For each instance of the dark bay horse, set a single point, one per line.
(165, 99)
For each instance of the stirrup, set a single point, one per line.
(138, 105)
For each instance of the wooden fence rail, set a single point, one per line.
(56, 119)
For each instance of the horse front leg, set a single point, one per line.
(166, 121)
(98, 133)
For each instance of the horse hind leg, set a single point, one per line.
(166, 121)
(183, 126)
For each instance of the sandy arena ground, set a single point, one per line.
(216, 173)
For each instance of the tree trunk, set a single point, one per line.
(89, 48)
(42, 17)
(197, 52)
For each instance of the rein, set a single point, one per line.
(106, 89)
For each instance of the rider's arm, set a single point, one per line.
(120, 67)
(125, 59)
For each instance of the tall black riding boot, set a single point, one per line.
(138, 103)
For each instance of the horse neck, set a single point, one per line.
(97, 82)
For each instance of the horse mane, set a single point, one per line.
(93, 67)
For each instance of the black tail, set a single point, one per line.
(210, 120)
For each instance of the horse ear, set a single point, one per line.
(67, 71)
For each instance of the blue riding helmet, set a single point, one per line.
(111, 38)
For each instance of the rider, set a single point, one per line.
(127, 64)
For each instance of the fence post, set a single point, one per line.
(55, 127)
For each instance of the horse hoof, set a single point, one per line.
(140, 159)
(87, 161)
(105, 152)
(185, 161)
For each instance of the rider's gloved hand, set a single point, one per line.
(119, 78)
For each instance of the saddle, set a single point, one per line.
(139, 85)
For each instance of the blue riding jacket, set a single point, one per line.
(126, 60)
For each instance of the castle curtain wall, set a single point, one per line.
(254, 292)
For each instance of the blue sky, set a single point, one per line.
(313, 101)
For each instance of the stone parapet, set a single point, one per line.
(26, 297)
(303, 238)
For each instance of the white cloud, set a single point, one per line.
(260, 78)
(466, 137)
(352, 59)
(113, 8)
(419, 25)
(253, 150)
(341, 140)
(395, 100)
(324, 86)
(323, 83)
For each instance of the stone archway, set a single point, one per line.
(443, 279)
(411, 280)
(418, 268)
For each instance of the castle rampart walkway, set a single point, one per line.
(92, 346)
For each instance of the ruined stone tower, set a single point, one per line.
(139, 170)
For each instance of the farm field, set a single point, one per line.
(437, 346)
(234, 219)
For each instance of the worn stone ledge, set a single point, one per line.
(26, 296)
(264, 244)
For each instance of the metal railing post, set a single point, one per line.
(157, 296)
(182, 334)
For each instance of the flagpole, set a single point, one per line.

•••••

### Task requirements
Each line of the data is to be output exactly, with none skipped.

### Exercise solution
For each instance of the dark bay horse, set a single point, one per line.
(165, 99)
For each instance of the stirrup, set a single point, one per line.
(138, 105)
For each instance of the wooden fence rail, set a single point, one per line.
(56, 119)
For each instance of the horse front leg, set a single point, one per line.
(166, 121)
(98, 133)
For each instance of the horse hind leg, set a single point, one per line.
(166, 121)
(183, 126)
For each instance of the sandy arena ground, set a single point, one per line.
(216, 173)
For each instance of the tree trunk, set a single point, one per line.
(89, 48)
(42, 17)
(197, 52)
For each instance of the rein, set a single point, one per line.
(106, 89)
For each instance of the rider's arm, set a single point, one per line.
(120, 67)
(125, 59)
For each instance of the tall black riding boot, set a single point, one per line.
(138, 103)
For each instance of the horse neck, set a single point, one per line.
(97, 82)
For each instance of the horse mane, set a single point, one per line.
(93, 67)
For each instance of the black tail, set a single point, one per line.
(210, 120)
For each instance of the horse ear, set a single point, one per line.
(67, 71)
For each instance of the blue riding helmet, set a single point, one per line.
(111, 38)
For each instance of the rider, set a single point, one per line.
(127, 64)
For each instance of the fence post, set a single point, one per line.
(55, 127)
For each instance of the horse hoof, set a single point, one per line.
(140, 159)
(87, 161)
(105, 152)
(185, 161)
For each instance of the rider's gloved hand, set a single point, one per line.
(119, 78)
For each instance of the saddle, set a single point, one per line.
(139, 85)
For each instance of the blue riding jacket, set a single point, one per line.
(126, 60)
For each instance of the castle curtain wall, set a single point, one per line.
(254, 292)
For each instance of the blue sky, set a single point, one per line.
(313, 101)
For each instance of the stone parapet, set a single point, one per line.
(26, 297)
(303, 238)
For each instance of the white cloud, set a single point, one per line.
(260, 78)
(466, 137)
(352, 59)
(113, 8)
(419, 25)
(253, 150)
(341, 140)
(395, 100)
(324, 86)
(323, 83)
For each instance of the stone archway, set a single point, one per line.
(443, 279)
(411, 280)
(418, 268)
For each instance of the castle rampart walkway, set a single point, one per line.
(92, 346)
For each instance of the ruined stone tower, set a single point, one per line.
(139, 170)
For each instance of the farm field, set a single point, one per line.
(437, 346)
(234, 219)
For each instance of the worn stone ledge, set a single point, one per line.
(26, 296)
(264, 244)
For each instance of the metal railing post, set a single point, one per line.
(157, 296)
(182, 334)
For each instance of the flagpole, set a single point, one per line.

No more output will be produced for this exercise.